• [REQUIREMENTS]:
Please update the entries from the line that has "the white sand" through the line that has "[1416,113,1498,174]", putting "narration tool" wherever "screen reader" appears and changing nothing else. Give back only those lines.

[Entries from a labeling collection]
— Begin —

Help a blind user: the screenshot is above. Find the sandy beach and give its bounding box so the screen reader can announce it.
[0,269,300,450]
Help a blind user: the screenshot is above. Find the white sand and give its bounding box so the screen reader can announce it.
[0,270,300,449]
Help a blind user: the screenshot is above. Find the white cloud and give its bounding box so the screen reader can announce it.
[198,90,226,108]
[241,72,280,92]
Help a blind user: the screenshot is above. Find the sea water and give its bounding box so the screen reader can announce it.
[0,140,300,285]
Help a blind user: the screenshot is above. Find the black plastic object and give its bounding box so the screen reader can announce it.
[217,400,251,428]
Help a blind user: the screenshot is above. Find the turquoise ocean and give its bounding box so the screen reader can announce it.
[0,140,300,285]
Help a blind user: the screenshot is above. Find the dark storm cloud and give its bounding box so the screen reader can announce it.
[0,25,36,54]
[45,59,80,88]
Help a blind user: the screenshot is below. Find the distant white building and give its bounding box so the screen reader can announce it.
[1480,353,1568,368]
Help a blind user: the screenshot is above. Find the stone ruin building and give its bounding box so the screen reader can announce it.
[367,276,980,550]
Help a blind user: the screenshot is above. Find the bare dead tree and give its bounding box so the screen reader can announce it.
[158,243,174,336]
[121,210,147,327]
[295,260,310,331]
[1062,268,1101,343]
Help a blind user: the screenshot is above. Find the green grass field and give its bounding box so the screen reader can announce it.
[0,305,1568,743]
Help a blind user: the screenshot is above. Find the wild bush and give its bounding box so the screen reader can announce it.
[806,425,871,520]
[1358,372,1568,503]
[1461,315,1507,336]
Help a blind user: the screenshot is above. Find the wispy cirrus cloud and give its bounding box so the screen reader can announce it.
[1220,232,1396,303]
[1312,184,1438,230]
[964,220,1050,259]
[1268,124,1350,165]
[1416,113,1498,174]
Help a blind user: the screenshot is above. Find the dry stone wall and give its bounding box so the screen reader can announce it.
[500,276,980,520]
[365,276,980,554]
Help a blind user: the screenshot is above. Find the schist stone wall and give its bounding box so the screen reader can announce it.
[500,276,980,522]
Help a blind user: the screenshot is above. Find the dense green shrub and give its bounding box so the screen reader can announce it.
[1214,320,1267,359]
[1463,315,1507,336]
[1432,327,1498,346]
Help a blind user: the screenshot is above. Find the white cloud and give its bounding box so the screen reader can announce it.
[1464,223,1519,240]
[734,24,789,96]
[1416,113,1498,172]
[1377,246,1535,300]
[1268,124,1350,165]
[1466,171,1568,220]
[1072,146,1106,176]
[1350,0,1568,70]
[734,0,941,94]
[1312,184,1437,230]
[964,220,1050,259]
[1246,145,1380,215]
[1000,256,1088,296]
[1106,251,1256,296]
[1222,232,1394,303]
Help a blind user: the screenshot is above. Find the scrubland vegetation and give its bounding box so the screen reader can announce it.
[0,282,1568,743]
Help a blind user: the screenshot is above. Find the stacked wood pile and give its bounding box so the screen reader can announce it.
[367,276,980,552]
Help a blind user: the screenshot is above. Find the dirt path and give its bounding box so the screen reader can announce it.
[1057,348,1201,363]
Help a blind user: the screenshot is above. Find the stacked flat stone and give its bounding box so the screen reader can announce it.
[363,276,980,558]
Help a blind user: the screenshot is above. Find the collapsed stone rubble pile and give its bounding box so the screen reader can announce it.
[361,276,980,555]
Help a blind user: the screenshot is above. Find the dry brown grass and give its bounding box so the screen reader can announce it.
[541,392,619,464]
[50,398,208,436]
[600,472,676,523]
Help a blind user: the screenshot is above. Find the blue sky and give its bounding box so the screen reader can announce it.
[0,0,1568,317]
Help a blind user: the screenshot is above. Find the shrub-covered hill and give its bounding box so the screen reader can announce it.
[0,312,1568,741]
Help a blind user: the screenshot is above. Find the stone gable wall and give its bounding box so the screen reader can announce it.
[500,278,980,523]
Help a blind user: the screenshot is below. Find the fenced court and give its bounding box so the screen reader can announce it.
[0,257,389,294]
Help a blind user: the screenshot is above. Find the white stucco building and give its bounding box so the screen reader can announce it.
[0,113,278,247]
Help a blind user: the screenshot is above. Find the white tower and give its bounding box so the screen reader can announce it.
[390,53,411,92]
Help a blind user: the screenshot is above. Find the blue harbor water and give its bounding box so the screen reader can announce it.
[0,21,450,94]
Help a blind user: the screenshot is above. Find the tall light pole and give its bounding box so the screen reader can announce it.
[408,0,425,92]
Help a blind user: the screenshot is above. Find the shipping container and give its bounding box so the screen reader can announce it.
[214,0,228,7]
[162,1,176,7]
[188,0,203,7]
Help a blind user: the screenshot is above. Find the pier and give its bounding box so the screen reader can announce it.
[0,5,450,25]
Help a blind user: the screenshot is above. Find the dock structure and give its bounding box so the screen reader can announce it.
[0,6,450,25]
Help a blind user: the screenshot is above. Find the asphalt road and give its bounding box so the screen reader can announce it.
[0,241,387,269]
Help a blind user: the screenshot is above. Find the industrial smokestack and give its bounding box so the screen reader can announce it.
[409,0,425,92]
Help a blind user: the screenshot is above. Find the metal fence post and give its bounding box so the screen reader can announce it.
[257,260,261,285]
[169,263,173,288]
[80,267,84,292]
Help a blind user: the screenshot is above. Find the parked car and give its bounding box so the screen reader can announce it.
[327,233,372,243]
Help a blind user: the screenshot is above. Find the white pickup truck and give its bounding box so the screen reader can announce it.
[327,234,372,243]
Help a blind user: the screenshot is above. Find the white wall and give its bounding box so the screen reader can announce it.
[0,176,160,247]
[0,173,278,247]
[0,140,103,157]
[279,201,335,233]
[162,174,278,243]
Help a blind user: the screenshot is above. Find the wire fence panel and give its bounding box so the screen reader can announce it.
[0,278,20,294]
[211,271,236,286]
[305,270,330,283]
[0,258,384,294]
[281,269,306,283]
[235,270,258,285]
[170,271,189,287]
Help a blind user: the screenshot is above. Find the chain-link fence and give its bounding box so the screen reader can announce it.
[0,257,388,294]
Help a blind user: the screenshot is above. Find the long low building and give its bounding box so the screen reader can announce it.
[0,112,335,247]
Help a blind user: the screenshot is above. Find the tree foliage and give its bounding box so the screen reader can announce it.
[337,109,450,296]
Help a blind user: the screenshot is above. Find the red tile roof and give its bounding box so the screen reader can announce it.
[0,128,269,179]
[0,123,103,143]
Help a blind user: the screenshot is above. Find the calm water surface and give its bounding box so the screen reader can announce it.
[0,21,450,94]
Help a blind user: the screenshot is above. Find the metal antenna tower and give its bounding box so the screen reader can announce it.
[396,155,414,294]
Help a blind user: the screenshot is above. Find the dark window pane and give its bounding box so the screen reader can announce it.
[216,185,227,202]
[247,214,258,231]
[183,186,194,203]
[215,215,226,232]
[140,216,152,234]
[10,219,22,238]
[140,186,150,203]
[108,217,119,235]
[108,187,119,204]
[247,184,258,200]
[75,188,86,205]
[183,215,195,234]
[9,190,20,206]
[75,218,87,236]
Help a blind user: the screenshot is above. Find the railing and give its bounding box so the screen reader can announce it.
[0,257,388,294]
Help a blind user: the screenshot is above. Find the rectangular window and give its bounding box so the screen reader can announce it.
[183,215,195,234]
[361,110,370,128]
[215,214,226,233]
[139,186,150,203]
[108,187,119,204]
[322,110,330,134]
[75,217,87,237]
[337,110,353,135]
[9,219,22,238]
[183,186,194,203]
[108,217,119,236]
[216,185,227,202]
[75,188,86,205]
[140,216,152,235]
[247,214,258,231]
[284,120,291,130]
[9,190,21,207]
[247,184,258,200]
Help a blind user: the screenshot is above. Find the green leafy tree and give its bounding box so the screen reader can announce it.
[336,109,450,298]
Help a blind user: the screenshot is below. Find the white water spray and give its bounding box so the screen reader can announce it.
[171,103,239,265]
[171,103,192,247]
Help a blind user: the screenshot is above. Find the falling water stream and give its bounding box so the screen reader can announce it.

— End —

• [EXERCISE SOLUTION]:
Help a blind user: the screenshot is above. Find the white sand and give its bounding box so the narration tool can announce it.
[0,270,300,449]
Help a blind user: the screenshot is above. Find the white cloud and give its bounding box so the narration tool can announce it.
[198,90,226,108]
[241,72,280,92]
Help a blind user: the screenshot is above. Find the sea water and give its bounding box so the narration tool can announce it.
[0,140,300,285]
Help a blind user: the screenshot is above. Find the black plastic object and give its bounding box so the narration tool can announce it.
[217,400,251,428]
Help a blind user: the screenshot is above. Find the turquoise ocean and give its bounding box so the narration tool can announce it.
[0,140,300,285]
Help a blind user: the screenshot is above. Find the dark storm cloud and give its bounding box so the narration tool can announce it.
[0,25,36,54]
[45,59,80,88]
Help a blind user: the screenshot is below. Find the distant white building and give its bounding box so the narration tool can announce it.
[1480,353,1568,368]
Help a blind user: the screenshot is above. Find the stone ruin building and give its bounding box so the narration tool can announce it.
[367,276,980,550]
Help a blind user: the screenshot is above. Find the bare dead tree and give its bounding box so the narration tool can announce it.
[158,243,174,336]
[121,210,147,327]
[295,260,310,331]
[1062,268,1101,343]
Help a blind user: the screenshot is above. Find the green grass field and give its bounding box so the narration tool can announce it.
[0,305,1568,743]
Help a blind user: the screenshot is above. Find the wild bush and give its bounding box so the narration tool can announce it.
[806,425,871,520]
[1358,372,1568,503]
[1461,315,1507,336]
Help a blind user: the screenshot is above. Find the wispy cirrus cloud and give its bounding box so the narration tool can announce it.
[1220,232,1396,303]
[1312,184,1438,230]
[964,220,1050,259]
[1268,124,1350,165]
[1416,113,1498,174]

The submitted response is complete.